# July 4th



## texasred (Jan 29, 2012)

A day to celebrate Independence Day, and also the day more dogs go missing.
So while your enjoying your celebration, make sure pups are safely tuck inside the house.


----------



## mswhipple (Mar 7, 2011)

One reporter on the local news a couple of nights ago did a story about this, and she said that during the three days following July 4th, the animal shelters take in more strays/lost dogs than any other time of the year. Dogs (and cats, too) get scared by all the fireworks and bolt, and then they are lost. Can't be too careful on the 4th!!


----------



## harrigab (Aug 21, 2011)

you should've stuck with us Brits.... ;D (Doug hides behind the sofa lol!)


----------



## Bodhi (Jan 1, 2010)

*Happy 4th July!*

Happy 4th July from Bodhi and Cedar!



















Aloha!


----------



## R E McCraith (Nov 24, 2011)

*Re: Happy 4th July!*

My first 3 Vs were gifts from Hungarian xpats that spent over 2yrs with their pups in relocation camps !FREEDOM is never FREE - thank GOD that we got some of this great breed in the USA !!!!!!!!!!


----------



## tknafox2 (Apr 2, 2013)

It is like a war zone here... The Fireworks are beautiful, we can see them for miles, all the giant displays put on by the cities around us, but the explosions are torturing the dogs. We were called home early from the Party we attend annually. We always leave for home before dark, but the explosions have been non stop for days. Tonight it is just excruciating!! This is Fergys first 4 th of July, I thought he was getting a bit used to the noise, over the last couple of days, but tonight he was in great distress, panting, tongue hanging out and trembling, pacing,confused. I put his kennel in the bedroom closed doors/windows and cranked up some soothing gentle music. It is now 9:34 and I hope the worst of it is over. He has calmed down, Reuben is laying with him, the other two Pearl, and Churro are cuddled up with me in the office, Churro is on my feet.
I ran them extra hard today in hopes that they would just sleep through the noise, I hate to resort to drugs. This is just so sad.


----------



## mswhipple (Mar 7, 2011)

Doug -- LOL! Not to worry! I wouldn't dream of doing anything that might jeopardize my chances of getting a ride on the forums' corporate jet. 

tknafox2 -- It was the same around here last night. I live on a lake, so fireworks all around... We humans were sitting outside viewing the explosions, while poor Willie was pacing and panting inside the house. I kept coming inside to check on him, but of course, there was no comforting him. He wasn't having it. So glad it's over for another year!!


----------



## marathonman (Jan 15, 2013)

We were pretty successful last night with managing fireworks. We had music playing and Jasper's thundershirt on. Every time a big firework hit, we'd give him cheese. You could tell he was still a little stressed, but we wasn't barking, only looking for more cheese.

:: Directions ::
1. Repeat word for word the passage of the July 4th dog thread that begins with "tknafox2 -- It" and ends with "for more cheese.".
2. Carry on the forum thread about dogs and Fourth of July fireworks with new writing that picks up after its final post.

:: Provided material ::
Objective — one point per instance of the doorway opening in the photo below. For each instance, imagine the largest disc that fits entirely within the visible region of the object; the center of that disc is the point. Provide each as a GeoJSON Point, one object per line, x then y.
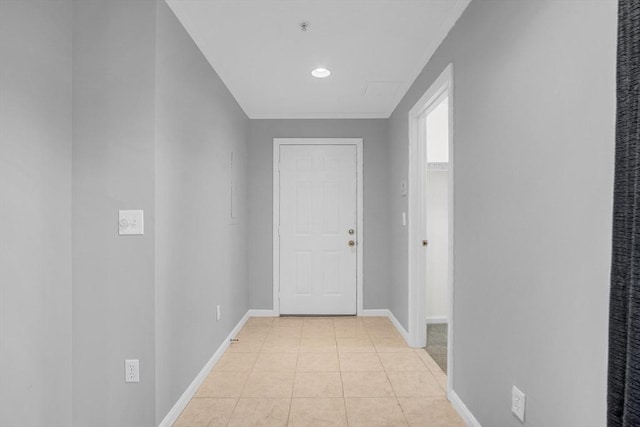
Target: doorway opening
{"type": "Point", "coordinates": [430, 231]}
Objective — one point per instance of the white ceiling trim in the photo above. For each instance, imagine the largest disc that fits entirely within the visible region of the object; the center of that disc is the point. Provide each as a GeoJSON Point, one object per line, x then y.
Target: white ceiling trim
{"type": "Point", "coordinates": [200, 41]}
{"type": "Point", "coordinates": [448, 25]}
{"type": "Point", "coordinates": [294, 116]}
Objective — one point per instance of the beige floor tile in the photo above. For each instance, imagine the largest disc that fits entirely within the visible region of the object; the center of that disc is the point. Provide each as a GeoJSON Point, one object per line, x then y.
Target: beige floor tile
{"type": "Point", "coordinates": [391, 345]}
{"type": "Point", "coordinates": [402, 362]}
{"type": "Point", "coordinates": [357, 330]}
{"type": "Point", "coordinates": [317, 412]}
{"type": "Point", "coordinates": [321, 344]}
{"type": "Point", "coordinates": [428, 361]}
{"type": "Point", "coordinates": [245, 345]}
{"type": "Point", "coordinates": [317, 384]}
{"type": "Point", "coordinates": [318, 362]}
{"type": "Point", "coordinates": [269, 384]}
{"type": "Point", "coordinates": [374, 412]}
{"type": "Point", "coordinates": [318, 322]}
{"type": "Point", "coordinates": [355, 345]}
{"type": "Point", "coordinates": [259, 322]}
{"type": "Point", "coordinates": [236, 362]}
{"type": "Point", "coordinates": [276, 362]}
{"type": "Point", "coordinates": [415, 384]}
{"type": "Point", "coordinates": [260, 412]}
{"type": "Point", "coordinates": [254, 331]}
{"type": "Point", "coordinates": [288, 321]}
{"type": "Point", "coordinates": [276, 359]}
{"type": "Point", "coordinates": [366, 384]}
{"type": "Point", "coordinates": [383, 331]}
{"type": "Point", "coordinates": [285, 331]}
{"type": "Point", "coordinates": [376, 320]}
{"type": "Point", "coordinates": [223, 384]}
{"type": "Point", "coordinates": [205, 412]}
{"type": "Point", "coordinates": [360, 362]}
{"type": "Point", "coordinates": [430, 412]}
{"type": "Point", "coordinates": [322, 332]}
{"type": "Point", "coordinates": [281, 345]}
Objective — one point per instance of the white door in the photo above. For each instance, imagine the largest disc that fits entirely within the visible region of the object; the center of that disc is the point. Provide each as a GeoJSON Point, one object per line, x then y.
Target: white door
{"type": "Point", "coordinates": [318, 235]}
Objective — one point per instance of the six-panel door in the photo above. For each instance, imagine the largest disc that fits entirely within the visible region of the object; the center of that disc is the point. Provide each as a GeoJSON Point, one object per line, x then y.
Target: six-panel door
{"type": "Point", "coordinates": [318, 235]}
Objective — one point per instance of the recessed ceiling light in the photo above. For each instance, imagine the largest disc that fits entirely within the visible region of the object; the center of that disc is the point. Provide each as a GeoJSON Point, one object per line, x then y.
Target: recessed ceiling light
{"type": "Point", "coordinates": [321, 73]}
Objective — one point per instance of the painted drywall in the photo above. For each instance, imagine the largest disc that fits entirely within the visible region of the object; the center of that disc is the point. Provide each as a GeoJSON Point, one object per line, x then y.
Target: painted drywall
{"type": "Point", "coordinates": [437, 201]}
{"type": "Point", "coordinates": [534, 99]}
{"type": "Point", "coordinates": [438, 133]}
{"type": "Point", "coordinates": [376, 201]}
{"type": "Point", "coordinates": [113, 168]}
{"type": "Point", "coordinates": [201, 252]}
{"type": "Point", "coordinates": [35, 219]}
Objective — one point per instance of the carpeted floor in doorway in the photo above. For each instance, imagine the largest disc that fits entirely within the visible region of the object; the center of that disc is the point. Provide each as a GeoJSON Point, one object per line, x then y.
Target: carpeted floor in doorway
{"type": "Point", "coordinates": [437, 344]}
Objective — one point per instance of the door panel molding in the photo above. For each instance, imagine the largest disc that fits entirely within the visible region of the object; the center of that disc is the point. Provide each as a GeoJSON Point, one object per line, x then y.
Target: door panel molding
{"type": "Point", "coordinates": [358, 143]}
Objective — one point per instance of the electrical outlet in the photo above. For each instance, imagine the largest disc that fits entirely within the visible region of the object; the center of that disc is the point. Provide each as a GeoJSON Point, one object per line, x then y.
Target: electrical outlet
{"type": "Point", "coordinates": [518, 400]}
{"type": "Point", "coordinates": [132, 371]}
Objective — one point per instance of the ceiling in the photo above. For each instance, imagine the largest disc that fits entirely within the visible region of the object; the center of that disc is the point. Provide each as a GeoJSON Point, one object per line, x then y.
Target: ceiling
{"type": "Point", "coordinates": [374, 49]}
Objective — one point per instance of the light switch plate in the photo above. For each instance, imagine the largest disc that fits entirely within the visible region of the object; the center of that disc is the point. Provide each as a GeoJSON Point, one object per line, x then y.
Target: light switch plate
{"type": "Point", "coordinates": [518, 402]}
{"type": "Point", "coordinates": [130, 222]}
{"type": "Point", "coordinates": [132, 371]}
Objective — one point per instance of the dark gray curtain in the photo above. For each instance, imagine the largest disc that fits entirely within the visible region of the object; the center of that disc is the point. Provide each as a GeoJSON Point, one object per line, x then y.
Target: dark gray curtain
{"type": "Point", "coordinates": [624, 317]}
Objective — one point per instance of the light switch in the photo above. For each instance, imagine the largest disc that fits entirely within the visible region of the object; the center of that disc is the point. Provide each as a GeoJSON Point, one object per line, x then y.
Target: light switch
{"type": "Point", "coordinates": [131, 222]}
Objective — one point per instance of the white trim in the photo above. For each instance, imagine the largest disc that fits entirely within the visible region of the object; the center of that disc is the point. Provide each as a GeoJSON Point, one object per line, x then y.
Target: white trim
{"type": "Point", "coordinates": [302, 116]}
{"type": "Point", "coordinates": [417, 226]}
{"type": "Point", "coordinates": [462, 410]}
{"type": "Point", "coordinates": [261, 313]}
{"type": "Point", "coordinates": [277, 142]}
{"type": "Point", "coordinates": [460, 7]}
{"type": "Point", "coordinates": [375, 312]}
{"type": "Point", "coordinates": [399, 326]}
{"type": "Point", "coordinates": [431, 320]}
{"type": "Point", "coordinates": [183, 401]}
{"type": "Point", "coordinates": [384, 312]}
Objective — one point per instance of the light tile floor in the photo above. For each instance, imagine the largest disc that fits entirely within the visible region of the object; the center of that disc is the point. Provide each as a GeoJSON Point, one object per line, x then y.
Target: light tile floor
{"type": "Point", "coordinates": [321, 371]}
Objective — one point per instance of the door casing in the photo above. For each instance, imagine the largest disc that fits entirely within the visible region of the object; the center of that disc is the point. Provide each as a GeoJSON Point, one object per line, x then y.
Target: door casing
{"type": "Point", "coordinates": [277, 143]}
{"type": "Point", "coordinates": [418, 216]}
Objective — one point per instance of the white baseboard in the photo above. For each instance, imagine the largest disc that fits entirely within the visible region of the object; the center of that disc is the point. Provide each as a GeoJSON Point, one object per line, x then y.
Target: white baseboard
{"type": "Point", "coordinates": [462, 410]}
{"type": "Point", "coordinates": [261, 313]}
{"type": "Point", "coordinates": [376, 312]}
{"type": "Point", "coordinates": [399, 327]}
{"type": "Point", "coordinates": [437, 319]}
{"type": "Point", "coordinates": [183, 401]}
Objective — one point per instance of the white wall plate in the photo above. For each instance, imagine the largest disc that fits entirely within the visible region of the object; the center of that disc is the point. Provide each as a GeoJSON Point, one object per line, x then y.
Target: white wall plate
{"type": "Point", "coordinates": [131, 222]}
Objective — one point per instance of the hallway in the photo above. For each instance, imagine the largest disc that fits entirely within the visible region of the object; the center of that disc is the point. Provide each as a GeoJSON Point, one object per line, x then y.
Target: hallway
{"type": "Point", "coordinates": [321, 371]}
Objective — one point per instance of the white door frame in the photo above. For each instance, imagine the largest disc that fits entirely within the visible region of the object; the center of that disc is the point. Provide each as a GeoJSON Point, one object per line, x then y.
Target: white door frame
{"type": "Point", "coordinates": [277, 143]}
{"type": "Point", "coordinates": [417, 225]}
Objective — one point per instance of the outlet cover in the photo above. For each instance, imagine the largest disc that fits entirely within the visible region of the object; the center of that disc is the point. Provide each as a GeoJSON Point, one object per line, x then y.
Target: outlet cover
{"type": "Point", "coordinates": [130, 222]}
{"type": "Point", "coordinates": [132, 371]}
{"type": "Point", "coordinates": [518, 400]}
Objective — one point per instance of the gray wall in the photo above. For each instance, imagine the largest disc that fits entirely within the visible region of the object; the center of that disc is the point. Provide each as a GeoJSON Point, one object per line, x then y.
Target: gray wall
{"type": "Point", "coordinates": [534, 146]}
{"type": "Point", "coordinates": [113, 168]}
{"type": "Point", "coordinates": [201, 256]}
{"type": "Point", "coordinates": [35, 214]}
{"type": "Point", "coordinates": [376, 201]}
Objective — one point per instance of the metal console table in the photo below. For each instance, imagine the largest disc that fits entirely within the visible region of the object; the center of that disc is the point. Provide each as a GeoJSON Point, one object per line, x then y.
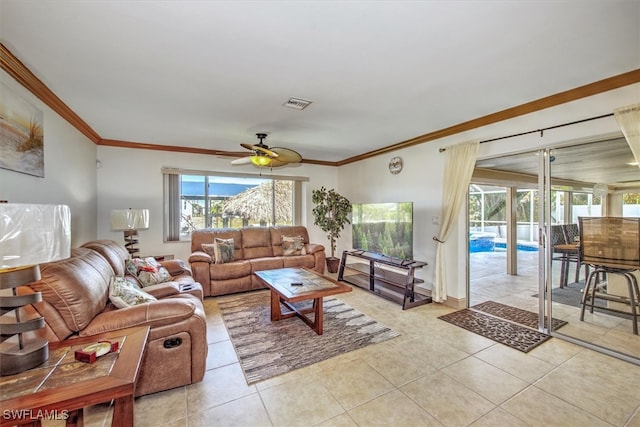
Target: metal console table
{"type": "Point", "coordinates": [366, 270]}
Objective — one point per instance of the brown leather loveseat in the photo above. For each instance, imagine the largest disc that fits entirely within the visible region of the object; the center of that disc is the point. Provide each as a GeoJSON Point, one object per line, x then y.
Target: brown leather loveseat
{"type": "Point", "coordinates": [75, 302]}
{"type": "Point", "coordinates": [255, 249]}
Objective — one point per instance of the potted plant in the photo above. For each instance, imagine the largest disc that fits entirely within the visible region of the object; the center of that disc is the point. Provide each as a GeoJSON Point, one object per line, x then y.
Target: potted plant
{"type": "Point", "coordinates": [331, 213]}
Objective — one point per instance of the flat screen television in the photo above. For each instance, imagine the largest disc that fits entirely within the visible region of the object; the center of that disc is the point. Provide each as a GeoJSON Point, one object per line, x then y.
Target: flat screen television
{"type": "Point", "coordinates": [384, 228]}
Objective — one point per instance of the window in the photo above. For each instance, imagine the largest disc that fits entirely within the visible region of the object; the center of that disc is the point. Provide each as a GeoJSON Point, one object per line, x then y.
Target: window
{"type": "Point", "coordinates": [197, 199]}
{"type": "Point", "coordinates": [631, 205]}
{"type": "Point", "coordinates": [585, 204]}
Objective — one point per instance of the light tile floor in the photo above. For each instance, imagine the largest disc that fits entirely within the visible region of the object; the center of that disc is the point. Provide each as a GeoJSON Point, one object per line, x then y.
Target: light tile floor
{"type": "Point", "coordinates": [489, 282]}
{"type": "Point", "coordinates": [434, 374]}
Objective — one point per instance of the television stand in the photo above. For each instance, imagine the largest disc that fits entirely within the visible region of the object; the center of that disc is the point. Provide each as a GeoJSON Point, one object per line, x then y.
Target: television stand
{"type": "Point", "coordinates": [396, 282]}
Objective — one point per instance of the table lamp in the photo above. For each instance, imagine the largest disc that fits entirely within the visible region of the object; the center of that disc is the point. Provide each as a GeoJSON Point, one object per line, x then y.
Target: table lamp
{"type": "Point", "coordinates": [29, 235]}
{"type": "Point", "coordinates": [130, 221]}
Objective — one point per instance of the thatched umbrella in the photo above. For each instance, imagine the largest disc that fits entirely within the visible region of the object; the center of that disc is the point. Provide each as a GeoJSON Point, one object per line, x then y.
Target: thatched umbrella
{"type": "Point", "coordinates": [256, 203]}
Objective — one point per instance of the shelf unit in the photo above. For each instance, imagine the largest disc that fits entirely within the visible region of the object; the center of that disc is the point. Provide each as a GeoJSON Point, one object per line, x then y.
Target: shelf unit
{"type": "Point", "coordinates": [389, 277]}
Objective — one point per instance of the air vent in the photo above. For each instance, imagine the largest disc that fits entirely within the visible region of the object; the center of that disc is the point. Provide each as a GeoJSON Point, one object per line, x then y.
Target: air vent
{"type": "Point", "coordinates": [297, 103]}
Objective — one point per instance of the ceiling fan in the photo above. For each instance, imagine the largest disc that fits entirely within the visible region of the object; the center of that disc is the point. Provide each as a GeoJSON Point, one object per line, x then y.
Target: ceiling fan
{"type": "Point", "coordinates": [265, 156]}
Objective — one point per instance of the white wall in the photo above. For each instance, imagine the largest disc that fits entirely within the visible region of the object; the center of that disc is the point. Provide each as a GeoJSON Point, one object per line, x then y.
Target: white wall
{"type": "Point", "coordinates": [132, 178]}
{"type": "Point", "coordinates": [69, 171]}
{"type": "Point", "coordinates": [420, 182]}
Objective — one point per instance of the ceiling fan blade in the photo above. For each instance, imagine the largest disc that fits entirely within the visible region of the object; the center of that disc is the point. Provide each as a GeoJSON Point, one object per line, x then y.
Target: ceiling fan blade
{"type": "Point", "coordinates": [241, 161]}
{"type": "Point", "coordinates": [287, 155]}
{"type": "Point", "coordinates": [262, 149]}
{"type": "Point", "coordinates": [277, 163]}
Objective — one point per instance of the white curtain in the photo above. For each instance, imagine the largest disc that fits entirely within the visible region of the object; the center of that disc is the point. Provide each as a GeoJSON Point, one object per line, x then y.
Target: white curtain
{"type": "Point", "coordinates": [459, 164]}
{"type": "Point", "coordinates": [628, 119]}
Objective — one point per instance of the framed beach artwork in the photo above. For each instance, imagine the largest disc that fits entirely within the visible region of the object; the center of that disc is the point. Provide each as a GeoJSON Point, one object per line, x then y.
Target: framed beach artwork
{"type": "Point", "coordinates": [21, 134]}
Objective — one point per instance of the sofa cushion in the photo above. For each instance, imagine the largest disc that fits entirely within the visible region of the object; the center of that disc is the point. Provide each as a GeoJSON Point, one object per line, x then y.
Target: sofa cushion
{"type": "Point", "coordinates": [77, 286]}
{"type": "Point", "coordinates": [292, 245]}
{"type": "Point", "coordinates": [224, 250]}
{"type": "Point", "coordinates": [269, 263]}
{"type": "Point", "coordinates": [278, 232]}
{"type": "Point", "coordinates": [123, 294]}
{"type": "Point", "coordinates": [113, 252]}
{"type": "Point", "coordinates": [231, 270]}
{"type": "Point", "coordinates": [207, 235]}
{"type": "Point", "coordinates": [299, 261]}
{"type": "Point", "coordinates": [256, 243]}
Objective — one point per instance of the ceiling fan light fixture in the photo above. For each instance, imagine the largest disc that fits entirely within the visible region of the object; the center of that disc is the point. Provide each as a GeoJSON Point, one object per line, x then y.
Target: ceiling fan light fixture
{"type": "Point", "coordinates": [260, 160]}
{"type": "Point", "coordinates": [297, 103]}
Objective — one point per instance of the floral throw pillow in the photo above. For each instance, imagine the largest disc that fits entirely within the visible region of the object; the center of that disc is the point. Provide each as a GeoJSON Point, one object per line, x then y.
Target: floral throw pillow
{"type": "Point", "coordinates": [123, 294]}
{"type": "Point", "coordinates": [209, 249]}
{"type": "Point", "coordinates": [148, 271]}
{"type": "Point", "coordinates": [224, 250]}
{"type": "Point", "coordinates": [292, 245]}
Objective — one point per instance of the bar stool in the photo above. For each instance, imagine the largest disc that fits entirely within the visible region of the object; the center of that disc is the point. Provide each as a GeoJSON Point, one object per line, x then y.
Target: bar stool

:: Solved problems ::
1.
tknafox2 -- It was the same around here last night. I live on a lake, so fireworks all around... We humans were sitting outside viewing the explosions, while poor Willie was pacing and panting inside the house. I kept coming inside to check on him, but of course, there was no comforting him. He wasn't having it. So glad it's over for another year!!


----------



## marathonman (Jan 15, 2013)

We were pretty successful last night with managing fireworks. We had music playing and Jasper's thundershirt on. Every time a big firework hit, we'd give him cheese. You could tell he was still a little stressed, but we wasn't barking, only looking for more cheese.

2.
----------



## luv2laugh (Oct 6, 2011)

Haven't been on here in so long, actually came to post the 4th of July photos of Oso (hopefully not disrespectful because he has a little flag he's waving). 

The thunder shirt helps Oso a lot. We put it on early in the day and we feel we saw a difference. There are lots of illegals the night before so we were able to compare.


----------



## tknafox2 (Apr 2, 2013)

The fireworks finally died down enough at 11:30 to let Fergy out of his crate so he could go to his sleeping place. The explosions continued beyond 2 am.
I wish I had thought of the thundershirt!! It may have helped him a bit other then the fact it was very hot here, and he might have become to warm??
The trainer had us take him to the beach today to cool off, and play and just have a good time...Which he did!! We will go to Prado Dog Training park Tues. to shoot and make sure it has not effected that aspect of his life.


----------



## MCD (May 4, 2013)

On Canada Day oh I stand corrected seeing as it fell on a Tuesday this year- we had fireworks allowed by bylaw on Friday right through to Tuesday night. Dharma went ballistic for about 2 hours for the duration. She was running around like crazy, trying to hide and panting. Her thunder shirt and curling up in bed with her finally settled her for the night. Waaay too many days to have to endure this.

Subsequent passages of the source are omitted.